**Dataset entries:**
★ ★ ★

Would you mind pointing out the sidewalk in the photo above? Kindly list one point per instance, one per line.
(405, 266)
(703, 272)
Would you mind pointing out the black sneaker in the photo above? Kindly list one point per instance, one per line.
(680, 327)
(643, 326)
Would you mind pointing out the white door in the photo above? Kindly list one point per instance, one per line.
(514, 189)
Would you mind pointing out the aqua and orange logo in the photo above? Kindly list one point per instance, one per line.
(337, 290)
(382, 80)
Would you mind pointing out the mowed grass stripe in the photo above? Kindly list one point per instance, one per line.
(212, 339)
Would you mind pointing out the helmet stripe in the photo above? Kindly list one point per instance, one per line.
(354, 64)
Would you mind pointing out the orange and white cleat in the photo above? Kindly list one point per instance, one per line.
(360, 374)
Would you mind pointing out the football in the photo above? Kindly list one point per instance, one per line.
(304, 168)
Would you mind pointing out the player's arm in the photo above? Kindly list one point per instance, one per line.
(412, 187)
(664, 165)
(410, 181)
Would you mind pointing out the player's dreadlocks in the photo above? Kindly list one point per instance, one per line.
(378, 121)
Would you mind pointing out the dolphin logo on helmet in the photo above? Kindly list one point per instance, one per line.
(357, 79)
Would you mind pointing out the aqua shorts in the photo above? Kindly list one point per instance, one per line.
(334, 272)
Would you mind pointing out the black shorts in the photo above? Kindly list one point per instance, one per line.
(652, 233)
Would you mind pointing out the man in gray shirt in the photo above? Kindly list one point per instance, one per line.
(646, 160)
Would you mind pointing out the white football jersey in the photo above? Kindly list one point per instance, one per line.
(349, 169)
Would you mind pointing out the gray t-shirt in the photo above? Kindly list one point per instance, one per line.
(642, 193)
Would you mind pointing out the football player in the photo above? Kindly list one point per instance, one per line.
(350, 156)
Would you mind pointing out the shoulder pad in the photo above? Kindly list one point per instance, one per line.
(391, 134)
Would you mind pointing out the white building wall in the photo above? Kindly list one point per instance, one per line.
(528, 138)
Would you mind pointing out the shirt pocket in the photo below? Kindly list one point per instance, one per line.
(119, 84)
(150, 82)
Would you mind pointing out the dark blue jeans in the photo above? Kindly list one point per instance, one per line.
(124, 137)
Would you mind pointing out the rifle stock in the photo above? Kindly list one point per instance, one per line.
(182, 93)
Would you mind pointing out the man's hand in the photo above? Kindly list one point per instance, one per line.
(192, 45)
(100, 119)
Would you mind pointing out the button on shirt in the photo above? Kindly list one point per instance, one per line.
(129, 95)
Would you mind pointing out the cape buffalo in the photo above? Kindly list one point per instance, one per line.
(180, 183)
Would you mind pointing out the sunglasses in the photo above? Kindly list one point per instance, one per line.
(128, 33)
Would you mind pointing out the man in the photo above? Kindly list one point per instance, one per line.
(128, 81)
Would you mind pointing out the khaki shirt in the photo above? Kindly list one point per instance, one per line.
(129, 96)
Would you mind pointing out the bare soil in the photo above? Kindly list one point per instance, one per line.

★ ★ ★

**REQUIRED ACTION:** Your response must consist of every line above, reproduced exactly.

**RESULT OF THIS EXERCISE:**
Would you mind pointing out the sidewalk in the photo above? Kindly list one point per instance, one per line.
(405, 266)
(703, 272)
Would you mind pointing out the black sneaker in the photo above? Kindly list one point per instance, one per line.
(680, 327)
(643, 326)
Would you mind pointing out the white door in the photo above? Kindly list one point per instance, one per line.
(514, 189)
Would you mind pointing out the aqua and orange logo in the photo above? Kindly list one point per instance, one per line.
(337, 290)
(382, 80)
Would you mind pointing out the mowed grass stripe in the photo above? Kindly list one point per instance, one per line.
(212, 339)
Would you mind pointing out the helmet stripe in the photo above? Kindly list one point per instance, one per line.
(354, 64)
Would you mind pointing out the orange and white cleat in the photo above? Kindly list one point per instance, one per line.
(360, 374)
Would you mind pointing out the football in the photo above? Kindly list one point per instance, one per line.
(304, 168)
Would you mind pointing out the player's arm in the photo above? Kindly list one point per instance, one per line.
(412, 187)
(664, 165)
(410, 181)
Would you mind pointing out the player's dreadlocks in the photo above? Kindly list one point per instance, one per line.
(378, 121)
Would you mind pointing out the dolphin logo on helmet in the photo above? Kindly list one point per instance, one per line.
(357, 79)
Would you mind pointing out the aqua shorts in the photo above? Kindly list one point per instance, one per line.
(334, 272)
Would you mind pointing out the black shorts in the photo above? Kindly list one point per instance, one per line.
(652, 233)
Would you mind pointing out the man in gray shirt in the photo above? Kindly list one point per instance, one per line.
(646, 160)
Would you mind pointing out the white football jersey in the photo above? Kindly list one point per instance, one per line.
(349, 169)
Would you mind pointing out the gray t-shirt in the photo above? Kindly list one point per instance, one per line.
(642, 193)
Would you mind pointing out the football player in the photo above? Kindly list one point per instance, one per line.
(350, 156)
Would you mind pointing out the shoulder pad in the photo above? Kindly list one point per instance, one per line.
(391, 134)
Would you mind pointing out the white building wall in the photo above? Kindly list one point per instance, one per line.
(528, 138)
Would you mind pointing out the shirt pocket in the photo below? Kindly list one point per instance, one per line.
(119, 84)
(150, 82)
Would you mind pointing out the dark blue jeans in the photo above? Kindly list one point per instance, one per line.
(124, 137)
Would you mind pointing out the rifle stock in the photo above? Kindly list one point per instance, one per line.
(182, 93)
Would you mind pointing out the man's hand in the photo above? Kindly list one point per instance, one per line.
(192, 45)
(100, 119)
Would you mind pointing out the button on shirt in the photo above? Kindly list one point per instance, one per line.
(129, 95)
Would you mind pointing out the cape buffalo in the photo above? Kindly list one point per instance, one per line.
(180, 183)
Would you mind pointing out the sunglasses in the photo above? Kindly list one point per instance, one per line.
(128, 33)
Would you mind pointing out the man in the photo above? Kindly list one point per instance, one per line.
(128, 81)
Would you mind pointing out the khaki shirt in the photo above? Kindly list one point per instance, one per line.
(129, 96)
Would you mind pointing out the bare soil in the photo above? Kindly list one point per instance, one per line.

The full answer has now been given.